Task prompt - Could you output the passage below on Burger King's Impossible Whopper sales, reproducing every word of it unchanged?
[Page text Boundary: Start]
Initially, the Impossible Whopper was sold for $5.59 per patty.  Dropping the price to promote sales is going to make margins tough, Flis told Bloomberg.

Just because sales are slowing doesn’t mean Burger King has plans to rear back on promotions.  According to Bloomberg, Carrols CEO Daniel Accordino told attendees of a conference that more advertisements are to come.

“The plant-based platform will be advertised and will be expanded on the Burger King marketing calendar in 2020,” Accordino said.

Accordino suggested an expansion of the Impossible Whopper product line including an Impossible Whopper Jr. and the Impossible Croissan’wich.  Since adding the plant-based option to menus nationwide, Burger King has launched several promotions to increase sales including free delivery and free Impossible Whopper samples for delayed airport passengers.

As sales continue to dwindle, Burger King still remains confident in offering the option.
[Page text Boundary: End]
[Extracted entries Boundary: Start]
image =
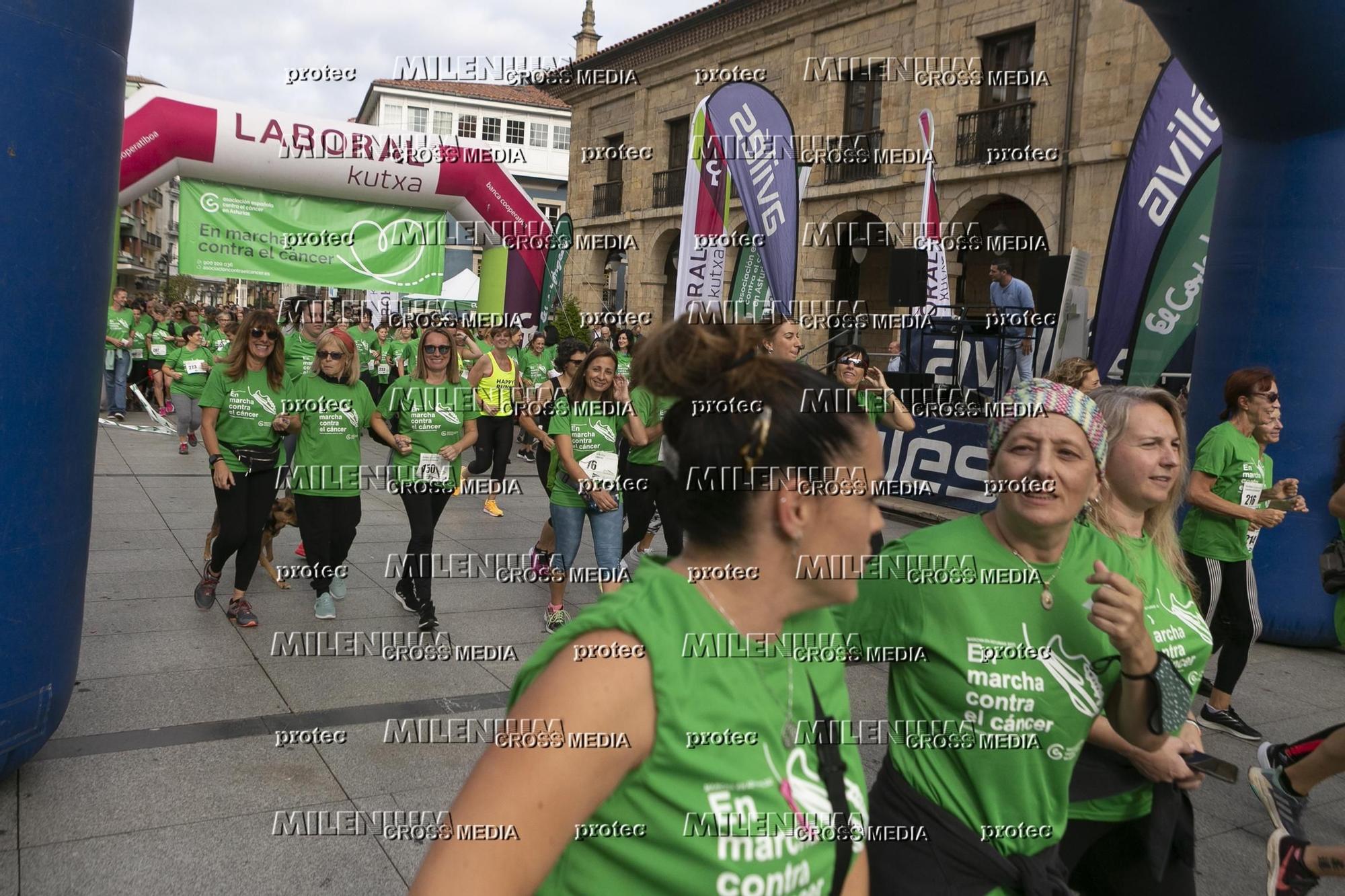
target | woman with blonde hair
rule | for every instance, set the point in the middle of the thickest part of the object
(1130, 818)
[Extracted entries Boundary: End]
[Extracted entries Boundary: Start]
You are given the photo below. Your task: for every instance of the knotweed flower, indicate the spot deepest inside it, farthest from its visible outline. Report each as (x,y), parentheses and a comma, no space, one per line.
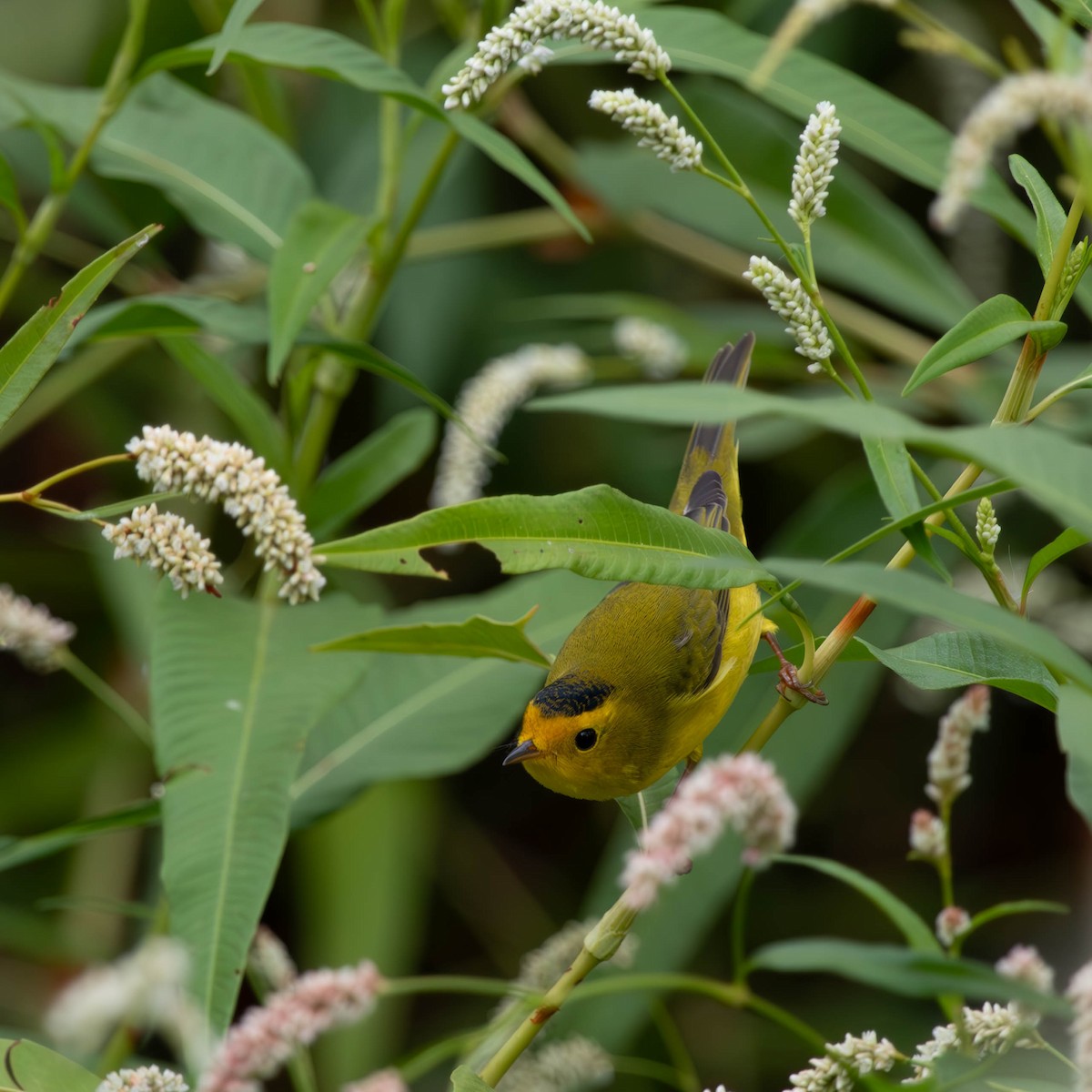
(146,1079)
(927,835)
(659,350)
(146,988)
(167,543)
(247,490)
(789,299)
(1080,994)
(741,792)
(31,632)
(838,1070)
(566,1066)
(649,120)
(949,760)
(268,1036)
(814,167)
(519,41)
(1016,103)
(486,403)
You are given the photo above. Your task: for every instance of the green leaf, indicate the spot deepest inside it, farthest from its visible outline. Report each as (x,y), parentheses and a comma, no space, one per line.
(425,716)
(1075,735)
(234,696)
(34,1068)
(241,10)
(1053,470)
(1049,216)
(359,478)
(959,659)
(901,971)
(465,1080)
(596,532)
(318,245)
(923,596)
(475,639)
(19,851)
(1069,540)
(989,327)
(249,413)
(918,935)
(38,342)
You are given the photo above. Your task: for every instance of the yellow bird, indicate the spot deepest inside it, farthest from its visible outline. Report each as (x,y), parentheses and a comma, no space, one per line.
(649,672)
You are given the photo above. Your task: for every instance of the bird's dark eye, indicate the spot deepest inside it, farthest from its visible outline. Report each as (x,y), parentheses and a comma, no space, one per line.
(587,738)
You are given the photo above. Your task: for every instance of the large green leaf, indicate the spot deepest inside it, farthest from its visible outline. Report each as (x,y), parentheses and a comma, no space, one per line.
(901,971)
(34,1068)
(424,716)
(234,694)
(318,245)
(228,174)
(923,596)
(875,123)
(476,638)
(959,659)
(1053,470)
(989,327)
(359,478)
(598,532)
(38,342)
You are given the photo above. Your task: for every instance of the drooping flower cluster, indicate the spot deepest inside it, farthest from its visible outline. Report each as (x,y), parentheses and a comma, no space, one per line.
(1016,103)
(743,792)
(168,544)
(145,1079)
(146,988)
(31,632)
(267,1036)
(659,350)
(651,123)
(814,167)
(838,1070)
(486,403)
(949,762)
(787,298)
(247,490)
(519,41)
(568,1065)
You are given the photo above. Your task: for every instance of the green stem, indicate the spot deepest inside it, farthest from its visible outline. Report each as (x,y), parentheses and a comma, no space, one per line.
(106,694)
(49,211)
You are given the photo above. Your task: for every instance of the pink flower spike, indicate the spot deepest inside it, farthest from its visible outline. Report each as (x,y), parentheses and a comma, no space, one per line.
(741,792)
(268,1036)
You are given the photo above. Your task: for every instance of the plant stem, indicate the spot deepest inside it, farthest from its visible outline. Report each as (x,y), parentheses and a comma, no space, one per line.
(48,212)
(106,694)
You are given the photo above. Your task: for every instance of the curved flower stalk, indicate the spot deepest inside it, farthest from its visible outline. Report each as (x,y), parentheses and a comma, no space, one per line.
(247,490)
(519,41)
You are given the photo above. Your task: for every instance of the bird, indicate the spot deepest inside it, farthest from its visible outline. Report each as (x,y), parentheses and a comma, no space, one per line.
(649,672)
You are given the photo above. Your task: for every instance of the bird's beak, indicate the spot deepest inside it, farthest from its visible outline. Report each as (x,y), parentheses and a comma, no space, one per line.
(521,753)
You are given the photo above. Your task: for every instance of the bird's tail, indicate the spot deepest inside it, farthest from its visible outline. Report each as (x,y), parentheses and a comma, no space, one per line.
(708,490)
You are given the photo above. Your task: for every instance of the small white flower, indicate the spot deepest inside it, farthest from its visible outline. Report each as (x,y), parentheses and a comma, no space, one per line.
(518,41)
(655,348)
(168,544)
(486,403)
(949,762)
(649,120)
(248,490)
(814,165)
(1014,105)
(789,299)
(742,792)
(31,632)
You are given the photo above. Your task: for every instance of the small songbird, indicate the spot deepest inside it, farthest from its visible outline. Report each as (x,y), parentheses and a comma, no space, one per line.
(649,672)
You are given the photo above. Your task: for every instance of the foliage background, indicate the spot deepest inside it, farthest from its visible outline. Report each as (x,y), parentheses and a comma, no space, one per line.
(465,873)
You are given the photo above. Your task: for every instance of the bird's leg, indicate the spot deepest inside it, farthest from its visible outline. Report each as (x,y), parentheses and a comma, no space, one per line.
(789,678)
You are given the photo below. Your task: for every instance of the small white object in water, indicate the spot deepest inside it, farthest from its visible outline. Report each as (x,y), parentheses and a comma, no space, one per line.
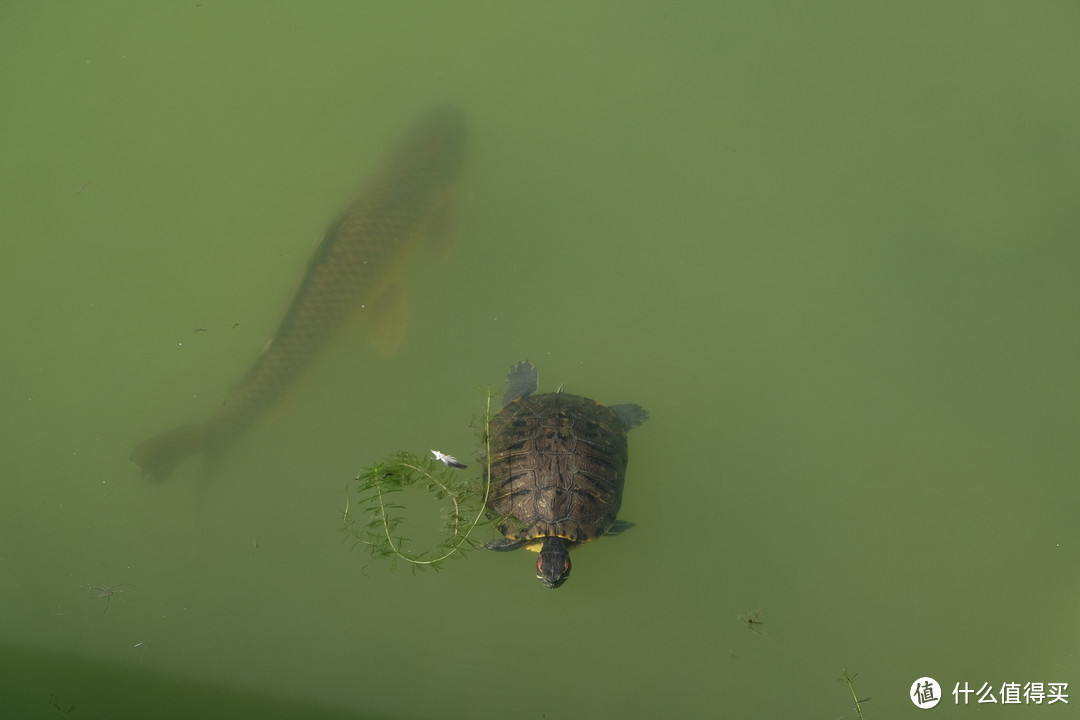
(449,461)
[Extracted entries Boundary: End]
[Extracted entries Boundary: Start]
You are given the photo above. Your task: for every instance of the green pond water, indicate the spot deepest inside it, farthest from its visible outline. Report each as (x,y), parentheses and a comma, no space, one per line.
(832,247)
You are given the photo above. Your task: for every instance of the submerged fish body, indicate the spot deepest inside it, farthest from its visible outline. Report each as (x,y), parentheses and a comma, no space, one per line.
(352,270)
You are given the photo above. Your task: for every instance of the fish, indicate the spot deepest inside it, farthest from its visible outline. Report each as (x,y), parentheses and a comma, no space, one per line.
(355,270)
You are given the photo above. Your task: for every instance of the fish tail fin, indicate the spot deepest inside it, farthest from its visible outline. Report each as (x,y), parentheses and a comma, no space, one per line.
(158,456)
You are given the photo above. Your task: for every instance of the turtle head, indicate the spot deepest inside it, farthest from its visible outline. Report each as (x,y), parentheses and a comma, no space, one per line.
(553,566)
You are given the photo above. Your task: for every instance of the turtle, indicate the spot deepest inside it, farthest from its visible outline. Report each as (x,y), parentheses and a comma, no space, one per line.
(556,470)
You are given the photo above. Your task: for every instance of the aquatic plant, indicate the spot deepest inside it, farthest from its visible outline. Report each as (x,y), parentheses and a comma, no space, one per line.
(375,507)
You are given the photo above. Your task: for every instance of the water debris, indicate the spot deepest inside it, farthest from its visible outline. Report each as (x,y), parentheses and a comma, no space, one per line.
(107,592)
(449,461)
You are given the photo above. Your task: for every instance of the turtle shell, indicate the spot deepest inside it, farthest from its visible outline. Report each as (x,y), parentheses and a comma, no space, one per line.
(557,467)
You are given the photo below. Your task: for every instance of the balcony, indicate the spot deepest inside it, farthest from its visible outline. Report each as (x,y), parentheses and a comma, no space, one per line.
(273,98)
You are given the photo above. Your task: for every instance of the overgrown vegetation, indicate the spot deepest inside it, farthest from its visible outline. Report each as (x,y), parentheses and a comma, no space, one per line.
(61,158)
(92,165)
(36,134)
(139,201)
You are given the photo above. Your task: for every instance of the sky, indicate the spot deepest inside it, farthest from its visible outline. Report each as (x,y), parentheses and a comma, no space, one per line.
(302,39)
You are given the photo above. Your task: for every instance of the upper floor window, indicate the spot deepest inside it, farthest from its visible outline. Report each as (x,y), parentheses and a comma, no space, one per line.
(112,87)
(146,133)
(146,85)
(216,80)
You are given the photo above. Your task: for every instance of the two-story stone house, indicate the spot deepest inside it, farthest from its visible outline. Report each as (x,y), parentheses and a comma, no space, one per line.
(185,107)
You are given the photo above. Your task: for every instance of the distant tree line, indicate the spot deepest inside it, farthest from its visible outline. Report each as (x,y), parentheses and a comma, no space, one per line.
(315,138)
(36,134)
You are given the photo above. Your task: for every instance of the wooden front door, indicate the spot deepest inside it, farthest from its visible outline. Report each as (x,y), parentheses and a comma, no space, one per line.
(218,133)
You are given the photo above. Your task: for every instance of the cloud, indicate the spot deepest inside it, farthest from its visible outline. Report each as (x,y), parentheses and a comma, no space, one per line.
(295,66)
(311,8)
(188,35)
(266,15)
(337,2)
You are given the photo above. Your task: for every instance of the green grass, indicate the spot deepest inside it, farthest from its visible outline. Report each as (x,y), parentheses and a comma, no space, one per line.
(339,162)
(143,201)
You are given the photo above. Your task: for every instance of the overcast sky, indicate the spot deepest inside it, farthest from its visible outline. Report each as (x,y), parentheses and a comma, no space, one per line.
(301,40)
[Extracted entries Boundary: End]
Written response -
Initially, the Impossible Whopper was sold for $5.59 per patty.  Dropping the price to promote sales is going to make margins tough, Flis told Bloomberg.

Just because sales are slowing doesn’t mean Burger King has plans to rear back on promotions.  According to Bloomberg, Carrols CEO Daniel Accordino told attendees of a conference that more advertisements are to come.

“The plant-based platform will be advertised and will be expanded on the Burger King marketing calendar in 2020,” Accordino said.

Accordino suggested an expansion of the Impossible Whopper product line including an Impossible Whopper Jr. and the Impossible Croissan’wich.  Since adding the plant-based option to menus nationwide, Burger King has launched several promotions to increase sales including free delivery and free Impossible Whopper samples for delayed airport passengers.

As sales continue to dwindle, Burger King still remains confident in offering the option.